*Work to complete*
Return every record exactly as written.

:: Material provided ::

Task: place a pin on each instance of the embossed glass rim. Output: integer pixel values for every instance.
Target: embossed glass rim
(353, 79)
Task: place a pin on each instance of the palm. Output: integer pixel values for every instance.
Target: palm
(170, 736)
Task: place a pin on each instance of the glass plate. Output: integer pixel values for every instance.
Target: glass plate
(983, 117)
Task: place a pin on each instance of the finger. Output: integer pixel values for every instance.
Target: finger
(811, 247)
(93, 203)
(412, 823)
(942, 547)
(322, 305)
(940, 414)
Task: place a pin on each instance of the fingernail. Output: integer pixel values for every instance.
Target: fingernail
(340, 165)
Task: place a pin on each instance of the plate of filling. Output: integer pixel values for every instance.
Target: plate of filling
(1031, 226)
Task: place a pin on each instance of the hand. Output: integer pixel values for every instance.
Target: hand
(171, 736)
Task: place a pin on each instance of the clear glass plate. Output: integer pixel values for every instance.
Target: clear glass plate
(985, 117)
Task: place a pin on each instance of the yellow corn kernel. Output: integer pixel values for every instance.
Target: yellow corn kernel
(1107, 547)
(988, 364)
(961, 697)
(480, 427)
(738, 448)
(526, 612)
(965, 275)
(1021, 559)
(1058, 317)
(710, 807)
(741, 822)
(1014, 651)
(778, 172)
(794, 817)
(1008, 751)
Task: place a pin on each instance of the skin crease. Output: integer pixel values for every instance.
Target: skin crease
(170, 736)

:::

*Result of this exercise*
Task: place a pin on each instance of the embossed glass rim. Output: integer pixel values for every instance.
Target: embossed glass rim
(353, 79)
Task: place a pin on each instance of the palm. Output: integer pixel values for every instance.
Target: palm
(170, 736)
Task: place a pin on each instance of the glass plate. Output: integer pixel values for every instance.
Target: glass plate
(983, 117)
Task: place a pin on each instance of the finger. Output: integer pixel values for every instance.
Target: finger
(811, 247)
(93, 203)
(412, 823)
(942, 547)
(322, 305)
(940, 414)
Task: place a pin on each instance of the fingernail. Output: integer pixel values for every instance.
Target: fingernail
(340, 165)
Task: place a pin on each instance of the plate of filling. Output: integer pixel values for every instance.
Target: plate of filling
(1031, 226)
Task: place a pin on each instance of the hand. Output: integer pixel values for every instance.
Target: hand
(171, 736)
Task: place a pin on each instance of the clear glass plate. Output: integer pixel values for every instance.
Target: clear glass plate
(985, 117)
Task: place a pin on each instance of the yellow corn kernel. Output: integer pixel values for every instance.
Target: yellow corn kernel
(1107, 547)
(988, 364)
(961, 697)
(480, 427)
(738, 448)
(526, 612)
(965, 275)
(1021, 559)
(1058, 317)
(710, 807)
(741, 822)
(1014, 651)
(778, 172)
(794, 817)
(1008, 751)
Task: place a pin on each instance of the skin crease. Output: integer pixel values for every instance.
Target: skin crease
(170, 736)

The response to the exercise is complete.